* Exercise *
Down to the last line, reproduce the records exactly.

[Exercise inputs]

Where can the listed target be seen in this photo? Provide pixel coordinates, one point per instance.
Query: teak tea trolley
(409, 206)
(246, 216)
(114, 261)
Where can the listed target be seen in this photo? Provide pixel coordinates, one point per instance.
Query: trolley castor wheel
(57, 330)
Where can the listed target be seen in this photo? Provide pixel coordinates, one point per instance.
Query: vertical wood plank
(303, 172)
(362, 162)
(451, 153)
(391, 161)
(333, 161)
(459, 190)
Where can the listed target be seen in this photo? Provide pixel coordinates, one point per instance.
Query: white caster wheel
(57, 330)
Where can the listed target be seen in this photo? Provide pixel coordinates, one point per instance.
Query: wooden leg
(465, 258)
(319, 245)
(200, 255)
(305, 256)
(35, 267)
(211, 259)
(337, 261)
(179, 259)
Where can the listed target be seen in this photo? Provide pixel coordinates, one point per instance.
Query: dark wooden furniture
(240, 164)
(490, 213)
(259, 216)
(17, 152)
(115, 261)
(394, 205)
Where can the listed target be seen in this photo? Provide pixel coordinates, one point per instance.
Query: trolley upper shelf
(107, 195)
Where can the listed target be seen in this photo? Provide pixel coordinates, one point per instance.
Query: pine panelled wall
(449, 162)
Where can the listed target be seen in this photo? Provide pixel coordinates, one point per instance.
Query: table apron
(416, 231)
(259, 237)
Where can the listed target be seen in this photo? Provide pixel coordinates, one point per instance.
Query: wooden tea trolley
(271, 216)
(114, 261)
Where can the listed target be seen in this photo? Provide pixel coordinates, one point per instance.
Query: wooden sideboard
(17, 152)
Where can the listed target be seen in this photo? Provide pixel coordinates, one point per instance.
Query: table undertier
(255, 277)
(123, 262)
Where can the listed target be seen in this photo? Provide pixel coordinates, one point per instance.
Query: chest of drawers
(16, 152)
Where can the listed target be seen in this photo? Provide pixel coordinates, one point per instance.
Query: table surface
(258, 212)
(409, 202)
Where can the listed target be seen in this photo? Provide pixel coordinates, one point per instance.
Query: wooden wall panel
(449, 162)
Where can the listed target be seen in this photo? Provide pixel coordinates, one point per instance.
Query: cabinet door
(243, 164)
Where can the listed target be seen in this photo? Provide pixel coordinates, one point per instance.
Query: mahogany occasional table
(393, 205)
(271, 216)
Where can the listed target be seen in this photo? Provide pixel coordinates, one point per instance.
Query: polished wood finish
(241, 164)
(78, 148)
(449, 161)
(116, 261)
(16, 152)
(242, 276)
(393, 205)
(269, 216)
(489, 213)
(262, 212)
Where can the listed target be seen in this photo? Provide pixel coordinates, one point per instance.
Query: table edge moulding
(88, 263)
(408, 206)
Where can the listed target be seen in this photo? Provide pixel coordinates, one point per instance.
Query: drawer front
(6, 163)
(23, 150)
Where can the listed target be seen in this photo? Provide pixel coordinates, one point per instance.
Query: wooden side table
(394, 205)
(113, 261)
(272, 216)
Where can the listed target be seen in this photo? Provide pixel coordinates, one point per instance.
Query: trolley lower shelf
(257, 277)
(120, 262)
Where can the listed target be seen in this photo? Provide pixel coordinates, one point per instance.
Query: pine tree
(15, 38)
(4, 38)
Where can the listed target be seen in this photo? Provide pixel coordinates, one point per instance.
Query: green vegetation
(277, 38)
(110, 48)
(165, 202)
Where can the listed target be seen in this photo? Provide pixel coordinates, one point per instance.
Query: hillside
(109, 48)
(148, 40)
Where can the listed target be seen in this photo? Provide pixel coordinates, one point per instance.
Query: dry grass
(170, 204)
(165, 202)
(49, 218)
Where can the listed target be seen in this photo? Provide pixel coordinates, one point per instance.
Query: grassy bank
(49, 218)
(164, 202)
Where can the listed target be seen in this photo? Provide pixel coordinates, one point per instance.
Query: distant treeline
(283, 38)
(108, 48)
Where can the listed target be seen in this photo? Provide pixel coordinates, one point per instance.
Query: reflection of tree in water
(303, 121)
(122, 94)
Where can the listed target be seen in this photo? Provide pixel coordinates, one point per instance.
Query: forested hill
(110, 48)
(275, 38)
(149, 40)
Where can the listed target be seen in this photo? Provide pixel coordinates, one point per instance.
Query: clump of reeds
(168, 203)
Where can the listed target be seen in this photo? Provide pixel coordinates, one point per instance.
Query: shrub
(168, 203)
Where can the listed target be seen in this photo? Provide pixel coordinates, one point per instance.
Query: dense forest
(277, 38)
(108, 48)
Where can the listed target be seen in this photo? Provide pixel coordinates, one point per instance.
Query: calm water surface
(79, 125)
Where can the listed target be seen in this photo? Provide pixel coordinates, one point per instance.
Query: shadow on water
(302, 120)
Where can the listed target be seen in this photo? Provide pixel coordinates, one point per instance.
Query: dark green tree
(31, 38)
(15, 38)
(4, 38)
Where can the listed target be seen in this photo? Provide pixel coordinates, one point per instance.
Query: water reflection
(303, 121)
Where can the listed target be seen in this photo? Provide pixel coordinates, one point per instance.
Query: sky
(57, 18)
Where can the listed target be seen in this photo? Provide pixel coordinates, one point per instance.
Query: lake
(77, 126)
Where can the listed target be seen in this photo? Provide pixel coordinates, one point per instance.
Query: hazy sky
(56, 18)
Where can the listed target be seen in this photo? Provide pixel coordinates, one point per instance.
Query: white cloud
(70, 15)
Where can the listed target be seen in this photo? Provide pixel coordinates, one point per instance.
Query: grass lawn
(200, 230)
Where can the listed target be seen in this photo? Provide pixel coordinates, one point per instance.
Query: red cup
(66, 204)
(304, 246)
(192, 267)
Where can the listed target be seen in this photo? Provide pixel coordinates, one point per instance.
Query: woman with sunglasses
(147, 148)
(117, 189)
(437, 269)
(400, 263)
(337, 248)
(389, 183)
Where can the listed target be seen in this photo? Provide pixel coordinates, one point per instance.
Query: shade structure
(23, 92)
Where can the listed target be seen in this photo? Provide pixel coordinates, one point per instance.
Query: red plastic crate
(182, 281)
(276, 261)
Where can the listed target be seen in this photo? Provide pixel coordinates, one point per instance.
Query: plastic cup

[/Exercise inputs]

* Answer to the problem *
Where can the listed target be seen in this photo? Provide pixel coordinates, one point per instance.
Query: teak tea trolley
(409, 206)
(246, 216)
(114, 261)
Where can the listed target be seen in this photo? Provide pixel coordinates, one point per instance.
Query: trolley castor wheel
(57, 330)
Where can the listed target be seen in this photo? Provide pixel coordinates, one point per instance.
Query: vertical wood plank
(303, 172)
(362, 162)
(451, 153)
(391, 161)
(333, 161)
(459, 190)
Where can the listed target be seen in this photo? Provide pixel coordinates, one point per instance.
Query: white caster wheel
(57, 330)
Where can the listed target be seen in this photo? Provide pixel coordinates, one point per instance.
Query: wooden leg
(465, 258)
(319, 245)
(200, 255)
(305, 256)
(35, 267)
(211, 259)
(337, 261)
(179, 259)
Where can the listed target be seen in this photo? Provide pixel coordinates, one point per instance.
Query: dark wooden furniture
(240, 164)
(490, 213)
(259, 216)
(17, 152)
(115, 261)
(394, 205)
Where can the listed target be seen in this photo? Provide pixel coordinates, one point per instance.
Query: trolley upper shelf
(107, 195)
Where can the listed target be seen in this photo? Provide pixel coordinates, one point per instance.
Query: pine panelled wall
(449, 162)
Where can the listed target be seen in this photo? Provide pixel coordinates, one point per instance.
Query: table apron
(416, 231)
(259, 237)
Where can the listed target be seen in this photo? Provide pixel coordinates, one point per instance.
Query: wooden tea trolley
(271, 216)
(114, 261)
Where can the listed target be seen in this photo? Provide pixel coordinates, one point per instance.
Query: wooden sideboard
(17, 152)
Where can the listed target be seen in this photo? Provide pixel coordinates, one point per instance.
Query: table undertier
(255, 277)
(123, 262)
Where can the listed target be seen in this photo? Provide pixel coordinates, one point per instance.
Query: chest of drawers
(16, 152)
Where can the listed target be seen in this photo? Provide pixel coordinates, one point per instance.
Query: table surface
(258, 212)
(409, 202)
Where can the listed target be seen in this photo? Provide pixel coordinates, one point per instance.
Query: wooden wall panel
(449, 162)
Where can the listed target be seen in this photo? Provide pixel coordinates, one point per instance.
Query: cabinet door
(243, 164)
Where can the listed target be seen in this photo? Provide pixel coordinates, one point per instance.
Query: mahogany occasional table
(393, 205)
(271, 216)
Where can the listed target be seen in this photo? Provide pixel coordinates, one point per instance.
Query: polished wood finish
(241, 164)
(78, 148)
(449, 161)
(116, 261)
(16, 152)
(242, 276)
(393, 205)
(269, 216)
(489, 213)
(262, 212)
Where can the listed target be seen in this photo? Provide pixel coordinates, one point per instance.
Query: table edge moulding
(88, 263)
(408, 206)
Where can the listed target be seen in this photo? Provide pixel coordinates, one point per instance.
Query: drawer front
(6, 163)
(23, 150)
Where can the listed target be seen in this photo? Provide pixel coordinates, one point per instance.
Query: wooden side table
(394, 205)
(113, 261)
(272, 216)
Where can the listed target be seen in this photo? Provide pixel coordinates, one point per instance.
Query: trolley lower shelf
(257, 277)
(120, 262)
Where can the listed target be seen in this photo? Provide pixel coordinates, one point per instance.
Query: pine tree
(15, 38)
(4, 38)
Where can the listed target be seen in this photo? Provide pixel coordinates, one point per instance.
Query: green vegetation
(277, 38)
(110, 48)
(165, 202)
Where can the listed target be seen in this photo? Provide pixel coordinates, one point per instance.
Query: hillside
(109, 48)
(148, 40)
Where can the listed target be seen in this photo? Provide pixel coordinates, one point per instance.
Query: dry grass
(170, 204)
(165, 202)
(49, 218)
Where can the listed target be seen in this photo? Provide pixel coordinates, one point per instance.
Query: grassy bank
(49, 218)
(164, 202)
Where can the listed target be seen in this photo? Provide pixel coordinates, one point per instance.
Query: distant treeline
(283, 38)
(108, 48)
Where can the listed target be seen in this photo? Provide pixel coordinates, one point per instance.
Query: reflection of tree in water
(303, 121)
(122, 94)
Where can the listed target be seen in this photo? Provide pixel coordinates, one point per instance.
Query: forested hill
(110, 48)
(275, 38)
(149, 40)
Where can the listed target be seen in this photo? Provide pixel coordinates, one point per instance.
Query: clump of reeds
(168, 203)
Where can the listed target be seen in this photo? Provide pixel coordinates, one point per instance.
Query: shrub
(168, 203)
Where can the listed target be seen in this photo? Provide pixel coordinates, one point per instance.
Query: dense forest
(277, 38)
(108, 48)
Where can the listed target be seen in this photo? Provide pixel coordinates, one point per instance.
Query: calm water surface
(79, 125)
Where can the listed target be seen in this photo? Provide pixel coordinates, one point per instance.
Query: shadow on water
(302, 120)
Where can the listed target be seen in this photo? Provide pixel coordinates, one point per instance.
Query: dark green tree
(31, 38)
(15, 38)
(4, 38)
Where can the listed target be seen in this photo? Provide pixel coordinates, one point per instance.
Query: water reflection
(303, 121)
Where can the listed target be seen in this photo? Provide pixel coordinates, one point per instance.
Query: sky
(57, 18)
Where can the listed target be seen in this photo? Provide pixel coordinates, one point per instance.
Query: lake
(77, 126)
Where can the listed target be seen in this photo? Provide pixel coordinates, one point per instance.
Query: hazy sky
(56, 18)
Where can the listed target be seen in this photo? Provide pixel coordinates, one point per instance.
Query: white cloud
(70, 15)
Where can the listed target be seen in this photo? Provide pixel coordinates, one point per instance.
Query: grass lawn
(200, 230)
Where can the listed target be seen in this photo? Provide pixel coordinates, one point per instance.
Query: red cup
(66, 204)
(304, 246)
(192, 267)
Where can the listed target be seen in this photo? Provide pixel coordinates, one point per instance.
Query: woman with sunglasses
(147, 148)
(117, 189)
(437, 269)
(400, 263)
(337, 248)
(389, 183)
Where can the listed target be seen in this photo? Provide pixel coordinates, one point per instance.
Query: shade structure
(23, 92)
Where can the listed target be seen in this photo? Provide pixel coordinates, one point per instance.
Query: red plastic crate
(182, 281)
(276, 261)
Where can the listed target be seen in this photo? Provide pixel coordinates, one point per instance.
Query: plastic cup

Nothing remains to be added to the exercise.